====== Provided information

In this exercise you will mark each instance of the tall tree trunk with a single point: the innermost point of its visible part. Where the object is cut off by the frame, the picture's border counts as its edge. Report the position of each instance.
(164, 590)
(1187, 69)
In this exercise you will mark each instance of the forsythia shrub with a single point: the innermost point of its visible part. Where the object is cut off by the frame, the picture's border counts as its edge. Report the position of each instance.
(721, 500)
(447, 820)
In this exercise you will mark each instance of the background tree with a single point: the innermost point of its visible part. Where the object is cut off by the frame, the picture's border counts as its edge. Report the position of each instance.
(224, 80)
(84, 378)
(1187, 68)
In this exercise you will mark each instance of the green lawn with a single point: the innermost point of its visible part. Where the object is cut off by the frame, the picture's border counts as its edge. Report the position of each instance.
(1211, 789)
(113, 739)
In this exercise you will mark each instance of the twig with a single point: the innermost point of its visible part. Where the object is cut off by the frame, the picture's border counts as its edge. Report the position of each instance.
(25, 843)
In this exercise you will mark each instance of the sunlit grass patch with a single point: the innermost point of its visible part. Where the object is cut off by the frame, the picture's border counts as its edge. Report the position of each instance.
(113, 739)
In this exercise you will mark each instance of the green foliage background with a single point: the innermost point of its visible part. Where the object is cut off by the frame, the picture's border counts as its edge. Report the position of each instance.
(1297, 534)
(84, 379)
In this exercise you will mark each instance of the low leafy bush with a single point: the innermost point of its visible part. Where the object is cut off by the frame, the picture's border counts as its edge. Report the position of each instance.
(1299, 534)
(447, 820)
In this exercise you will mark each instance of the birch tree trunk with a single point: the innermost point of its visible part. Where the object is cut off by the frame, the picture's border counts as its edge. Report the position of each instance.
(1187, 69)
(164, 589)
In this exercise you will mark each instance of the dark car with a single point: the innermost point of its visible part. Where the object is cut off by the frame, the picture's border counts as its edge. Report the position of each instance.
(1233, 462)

============

__Problem to work on__
The records above should all be quoted exactly, please.

__Task solution__
In this exercise you will mark each instance of the tall tree trunk with a single point: the innermost point of its visible part. Where the object is cut off by the frame, the picture's border counts as its edge. Report the position of each instance.
(164, 590)
(1187, 69)
In this exercise you will mark each instance of the forsythia shrub with a single point: the innermost point of its visible part. Where the object is cut off by the frame, the picture's border counts as its edge. Report the position of each instance.
(721, 500)
(447, 820)
In this exercise you will mark each instance of the background tree with a single point: the innermost point of its visible part. Where the object is cut off by the frame, the picture's border counts as its edge. Report the position of each instance.
(224, 80)
(84, 378)
(1187, 68)
In this exercise you will mark each instance of the green lawn with a single point: the innermost point of its visible part. Where the object is cut off by the frame, the picture's border counts as its edge. Report the position of each instance.
(1211, 789)
(113, 739)
In this exercise you will mark each instance of the twig with a single point: the innermost point of its visible part. Where the object is cut off by the frame, the picture's border counts as its edge. Report the position of each instance.
(25, 843)
In this exercise you will mark each instance of the sunlit grass patch with a single point: the innermost point of its visible part. Where the object is cut off by the frame, the picture's border counts as its edge. Report the position of each instance.
(113, 739)
In this exercise you will mark each instance of the green foliage background with a single point: the innermost point of its visible part. Where the object is cut off by the frame, the picture's border counts as its edge. Report the position of each instance.
(1297, 534)
(84, 379)
In this exercise you will mark each instance of the low leafy bush with a single point: the innermost point of its visible part. Where the object is cut off by the frame, the picture's border counts as its edge. Report the position of each instance.
(1299, 534)
(447, 820)
In this exercise you will mark each instance of the birch tree trunk with a single point: the innermost point of its visible part. Where the object is cut off by the frame, the picture's border counts as its edge. Report the position of each instance.
(1187, 69)
(164, 589)
In this exercise you will mark each instance of the dark car with a single point: the innermost point of its visible part. Where the object is cut off by the frame, the picture's border counts as its edge. Report the position of each instance.
(1233, 462)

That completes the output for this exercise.